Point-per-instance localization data
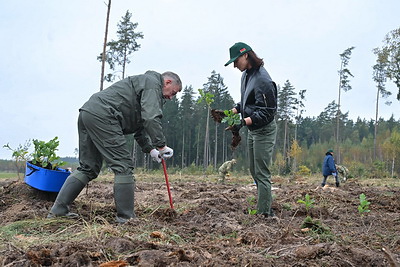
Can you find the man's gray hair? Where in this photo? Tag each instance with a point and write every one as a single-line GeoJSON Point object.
{"type": "Point", "coordinates": [173, 76]}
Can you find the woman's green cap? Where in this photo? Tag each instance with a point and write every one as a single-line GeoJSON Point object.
{"type": "Point", "coordinates": [237, 50]}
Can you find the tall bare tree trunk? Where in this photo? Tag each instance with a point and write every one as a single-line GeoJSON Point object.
{"type": "Point", "coordinates": [376, 122]}
{"type": "Point", "coordinates": [183, 148]}
{"type": "Point", "coordinates": [206, 142]}
{"type": "Point", "coordinates": [338, 118]}
{"type": "Point", "coordinates": [216, 145]}
{"type": "Point", "coordinates": [105, 46]}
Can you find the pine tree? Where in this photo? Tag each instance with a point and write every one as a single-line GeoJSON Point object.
{"type": "Point", "coordinates": [120, 50]}
{"type": "Point", "coordinates": [285, 114]}
{"type": "Point", "coordinates": [344, 84]}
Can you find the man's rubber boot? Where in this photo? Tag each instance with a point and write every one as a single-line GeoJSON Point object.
{"type": "Point", "coordinates": [69, 191]}
{"type": "Point", "coordinates": [124, 193]}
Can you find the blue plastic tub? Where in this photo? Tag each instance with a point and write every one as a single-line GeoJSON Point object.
{"type": "Point", "coordinates": [45, 179]}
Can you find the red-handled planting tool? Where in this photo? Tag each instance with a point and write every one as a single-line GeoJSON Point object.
{"type": "Point", "coordinates": [166, 181]}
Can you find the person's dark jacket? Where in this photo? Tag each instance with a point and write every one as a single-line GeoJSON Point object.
{"type": "Point", "coordinates": [259, 97]}
{"type": "Point", "coordinates": [136, 104]}
{"type": "Point", "coordinates": [328, 167]}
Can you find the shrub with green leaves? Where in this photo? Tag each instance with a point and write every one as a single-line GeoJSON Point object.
{"type": "Point", "coordinates": [308, 202]}
{"type": "Point", "coordinates": [44, 154]}
{"type": "Point", "coordinates": [20, 155]}
{"type": "Point", "coordinates": [364, 205]}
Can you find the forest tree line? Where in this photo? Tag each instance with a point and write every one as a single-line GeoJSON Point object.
{"type": "Point", "coordinates": [301, 141]}
{"type": "Point", "coordinates": [369, 148]}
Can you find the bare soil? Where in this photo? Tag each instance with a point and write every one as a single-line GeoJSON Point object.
{"type": "Point", "coordinates": [210, 225]}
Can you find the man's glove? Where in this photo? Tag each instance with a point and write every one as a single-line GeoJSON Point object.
{"type": "Point", "coordinates": [217, 115]}
{"type": "Point", "coordinates": [155, 155]}
{"type": "Point", "coordinates": [235, 128]}
{"type": "Point", "coordinates": [166, 152]}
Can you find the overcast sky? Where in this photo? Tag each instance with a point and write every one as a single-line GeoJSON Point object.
{"type": "Point", "coordinates": [48, 66]}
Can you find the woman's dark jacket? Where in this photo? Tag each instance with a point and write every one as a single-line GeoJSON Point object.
{"type": "Point", "coordinates": [258, 97]}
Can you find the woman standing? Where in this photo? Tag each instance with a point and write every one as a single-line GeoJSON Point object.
{"type": "Point", "coordinates": [258, 108]}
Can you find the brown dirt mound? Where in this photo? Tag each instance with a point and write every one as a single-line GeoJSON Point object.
{"type": "Point", "coordinates": [210, 226]}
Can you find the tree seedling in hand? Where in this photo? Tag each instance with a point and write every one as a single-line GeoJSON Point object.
{"type": "Point", "coordinates": [231, 118]}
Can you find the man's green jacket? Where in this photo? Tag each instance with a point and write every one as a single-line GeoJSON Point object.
{"type": "Point", "coordinates": [135, 103]}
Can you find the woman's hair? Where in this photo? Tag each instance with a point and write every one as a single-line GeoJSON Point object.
{"type": "Point", "coordinates": [255, 61]}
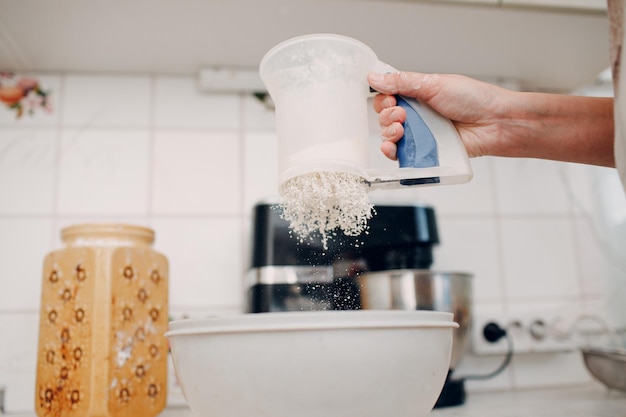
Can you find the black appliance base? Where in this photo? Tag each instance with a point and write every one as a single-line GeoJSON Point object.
{"type": "Point", "coordinates": [453, 393]}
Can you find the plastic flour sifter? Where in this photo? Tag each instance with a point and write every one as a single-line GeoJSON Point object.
{"type": "Point", "coordinates": [320, 91]}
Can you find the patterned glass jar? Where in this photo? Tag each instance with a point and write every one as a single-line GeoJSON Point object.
{"type": "Point", "coordinates": [104, 310]}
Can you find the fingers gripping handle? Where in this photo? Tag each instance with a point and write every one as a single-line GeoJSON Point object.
{"type": "Point", "coordinates": [418, 147]}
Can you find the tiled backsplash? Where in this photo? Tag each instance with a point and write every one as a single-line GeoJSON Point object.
{"type": "Point", "coordinates": [151, 150]}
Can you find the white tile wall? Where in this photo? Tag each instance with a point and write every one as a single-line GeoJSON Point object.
{"type": "Point", "coordinates": [151, 150]}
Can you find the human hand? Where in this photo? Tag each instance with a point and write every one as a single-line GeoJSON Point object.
{"type": "Point", "coordinates": [477, 109]}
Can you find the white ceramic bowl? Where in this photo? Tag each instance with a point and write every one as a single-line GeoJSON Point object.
{"type": "Point", "coordinates": [313, 364]}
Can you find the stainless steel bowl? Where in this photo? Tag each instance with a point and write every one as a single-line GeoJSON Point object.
{"type": "Point", "coordinates": [607, 365]}
{"type": "Point", "coordinates": [413, 289]}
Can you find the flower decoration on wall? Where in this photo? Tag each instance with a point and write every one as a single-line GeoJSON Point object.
{"type": "Point", "coordinates": [23, 94]}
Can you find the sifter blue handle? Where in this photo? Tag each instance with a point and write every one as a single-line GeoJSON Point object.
{"type": "Point", "coordinates": [418, 147]}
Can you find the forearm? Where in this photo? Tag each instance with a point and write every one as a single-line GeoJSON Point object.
{"type": "Point", "coordinates": [559, 127]}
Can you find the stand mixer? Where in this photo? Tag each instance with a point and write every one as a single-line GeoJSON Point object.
{"type": "Point", "coordinates": [318, 84]}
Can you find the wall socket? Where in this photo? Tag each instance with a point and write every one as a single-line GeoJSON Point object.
{"type": "Point", "coordinates": [530, 332]}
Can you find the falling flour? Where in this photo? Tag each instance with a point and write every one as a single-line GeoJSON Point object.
{"type": "Point", "coordinates": [324, 202]}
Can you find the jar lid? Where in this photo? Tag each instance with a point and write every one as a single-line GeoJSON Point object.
{"type": "Point", "coordinates": [102, 233]}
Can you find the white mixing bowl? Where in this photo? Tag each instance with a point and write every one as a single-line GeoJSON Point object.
{"type": "Point", "coordinates": [313, 364]}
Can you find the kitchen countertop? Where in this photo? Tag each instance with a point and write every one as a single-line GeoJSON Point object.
{"type": "Point", "coordinates": [579, 401]}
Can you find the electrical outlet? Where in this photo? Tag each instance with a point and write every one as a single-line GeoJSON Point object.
{"type": "Point", "coordinates": [529, 332]}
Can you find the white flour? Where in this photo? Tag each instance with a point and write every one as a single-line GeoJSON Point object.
{"type": "Point", "coordinates": [324, 202]}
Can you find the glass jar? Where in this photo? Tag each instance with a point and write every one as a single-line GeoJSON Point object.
{"type": "Point", "coordinates": [104, 311]}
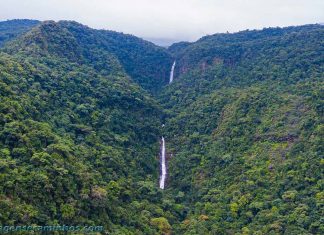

▶ [Work item]
Copy exactly, leaving out pictures, the lines from the line containing "Can you find the electrical" through the last line of the records.

▶ [Task answer]
Can you find the electrical outlet? Where in this photo? Tag each instance with a point and write every one as a single-line GeoJSON Point object.
{"type": "Point", "coordinates": [529, 332]}
Can you find the white flour? Where in this photo? Tag each instance with a point and write every one as a single-line GeoJSON Point object.
{"type": "Point", "coordinates": [324, 202]}
Can you find the glass jar? Where in this photo? Tag each instance with a point and write every one as a single-line GeoJSON Point object.
{"type": "Point", "coordinates": [104, 311]}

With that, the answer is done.